Never one to mince words, Hueber communicated his doubts to Rowell.
"I talked to him and told him, you know, it's going to be hard to play with the style of offense we're playing if you're going to be 270 pounds," Hueber said Friday.
It was a conversation the Pitt staff had with several players and recruits when Chryst was hired in December 2011, and some, understandably, decided to pursue their futures elsewhere.
But not Rowell. The Central Dauphin product consulted with some close friends, as well as former Pitt offensive line coach Tony Wise, and took the conversation with Hueber as a challenge.
"I knew I could do it," Rowell said Friday. "If Coach wanted me to gain some weight, I had to gain some weight and put in the time in the weight room and study the new offense. And I did it."
Rowell didn't just gain weight. Yes, he's up to 305 pounds now, but the redshirt sophomore has done more than just put on an extra 35 pounds in the last 20 months.
"He's done everything he could do to put him in a position to compete and (have) a chance to run with the one's," Hueber said. "He's a testament to hard work and really heeding what the coaches say to you."
The payoff to that work came Friday during Pitt's scrimmage. After spending the first nine days of training camp as the backup to redshirt freshman Gabe Roberts - who is listed at 6'5" and 295 pounds - Rowell was moved up to the first team Friday and worked the entire scrimmage as the starting center.
"It felt good to finally run with the one's full-time," Rowell said. "I worked hard in the offseason and the summer and working with the rest of the guys throughout training camp. But really, you win jobs when you put the pads on and it's not over yet, but I'm coming closer."
The competition at center is not over yet. While Rowell has, by some accounts, played as well as Roberts - and, in some instances, played better - in training camp, the coaches coveted Roberts quite a bit as a recruit and like his size.
"Gabe's big, and he's got a chance to be a real physical player," Hueber said. "Artie bends a bit better, probably runs a little better for some of the stuff that we're doing."
The desire for size as well as the natural affinity for a targeted recruit - this Pitt staff recruited Roberts; it inherited Rowell - could shift the balance toward Roberts as the season opener against Florida State on Sept. 2 at Heinz Field draws near, but if Rowell continues his strong play into the final week of training camp, he can make the decision a difficult one.
Still, it's not the prospect of a single day of first-team work that drove Rowell to stay at Pitt, even after his position coach seemed to intimate that he might be better served by playing at another school. It was the drive to meet the challenge, and Rowell has shown that his drive is big enough to meet the coaches' standards.
"When adversity hits you, what are you going to do? Are you going to run away from it? Or are you going to stand up to it and fight it?"

DIRECTIONS: Please rewrite the Pitt football excerpt starting at "Never one to" and ending at "Hueber said Friday.", substituting "300 pounds" for "270 pounds".

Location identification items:

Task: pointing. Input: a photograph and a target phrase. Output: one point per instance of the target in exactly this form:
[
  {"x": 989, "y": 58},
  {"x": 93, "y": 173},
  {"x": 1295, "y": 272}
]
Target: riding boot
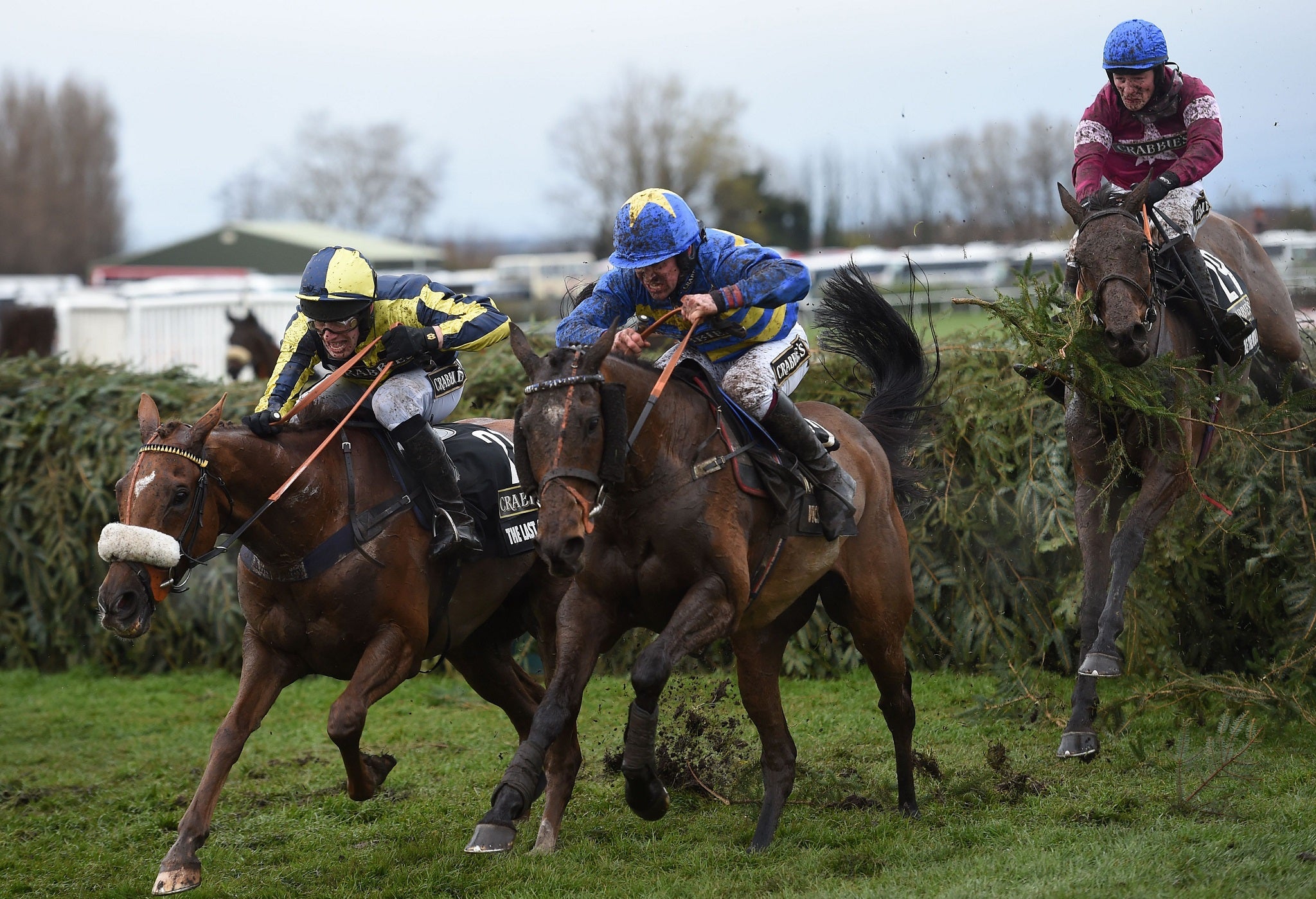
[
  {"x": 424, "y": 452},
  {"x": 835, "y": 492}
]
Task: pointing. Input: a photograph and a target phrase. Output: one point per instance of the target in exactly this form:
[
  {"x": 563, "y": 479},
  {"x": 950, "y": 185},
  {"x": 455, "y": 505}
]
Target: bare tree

...

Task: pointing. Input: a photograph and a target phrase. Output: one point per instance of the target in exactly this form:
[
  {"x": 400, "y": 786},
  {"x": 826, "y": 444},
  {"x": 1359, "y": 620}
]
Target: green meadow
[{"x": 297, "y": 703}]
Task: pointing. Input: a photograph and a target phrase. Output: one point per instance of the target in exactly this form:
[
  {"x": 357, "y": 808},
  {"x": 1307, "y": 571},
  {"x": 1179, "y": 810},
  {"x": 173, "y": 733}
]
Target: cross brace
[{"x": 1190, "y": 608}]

RESPONSE TO THE TASK:
Never one to mince words, Hueber communicated his doubts to Rowell.
"I talked to him and told him, you know, it's going to be hard to play with the style of offense we're playing if you're going to be 300 pounds," Hueber said Friday.